◆ **What you will do**
Please summarize the forum thread below about the Memory Lane Classic auction in two sentences.
:: Text block
# MEMORY LANE CLASSIC AUCTION APRIL 26 & 27 IN GRAND RAPIDS, OHIO!



## WES PINCHOT (Mar 28, 2018)

HEAD OUT TO THE MEMORY LANE CLASSIC AUCTION APRIL 26 & 27 IN GRAND RAPIDS, OHIO!
THIS IS GOING TO BE MLC BIGGEST SWAP MEET EVER!
YOU DON'T WANT TO MISS IT.
MY BEST REGARDS TO HARV, LISA, JERRY AND SCOTT.


----------



## catfish (Mar 28, 2018)




----------



## charnleybob (Apr 6, 2018)

There are a lot of first time people coming to this meet.
Be prepared!
It rains, it's cold, so bring the right kind of gear.
Also a camera and cash.
You won't be disappointed.


----------



## catfish (Apr 6, 2018)

charnleybob said:


> There are a lot of first time people coming to this meet.
> Be prepared!
> It rains, it's cold, so bring the right kind of gear.
> Also a camera and cash.
> You won't be disappointed.




But mostly CASH !!!!!!!!!


----------



## markivpedalpusher (Apr 6, 2018)

charnleybob said:


> There are a lot of first time people coming to this meet.
> Be prepared!
> It rains, it's cold, so bring the right kind of gear.
> Also a camera and cash.
> You won't be disappointed.




Good advice ! If your traveling from the west coast bring a big jacket and THICK socks! You can always peel that stuff off for the 1 day of sun lol


----------
::::
:: Data
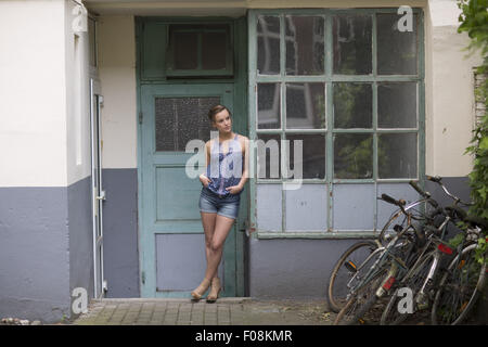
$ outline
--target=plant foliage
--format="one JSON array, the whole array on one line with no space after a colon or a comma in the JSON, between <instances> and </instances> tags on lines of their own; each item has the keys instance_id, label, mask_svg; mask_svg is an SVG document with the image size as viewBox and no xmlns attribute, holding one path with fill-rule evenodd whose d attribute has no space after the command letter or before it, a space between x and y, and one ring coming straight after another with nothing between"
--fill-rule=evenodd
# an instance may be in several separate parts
::::
◆ **Result below**
Wes Pinchot urges everyone to attend the Memory Lane Classic Auction on April 26 and 27 in Grand Rapids, Ohio, calling it MLC's biggest swap meet ever. Charnleybob warns the many first-time visitors that it rains and is cold and advises bringing the right gear, a camera and cash; catfish stresses cash above all, and markivpedalpusher tells west coast travelers to pack a big jacket and thick socks.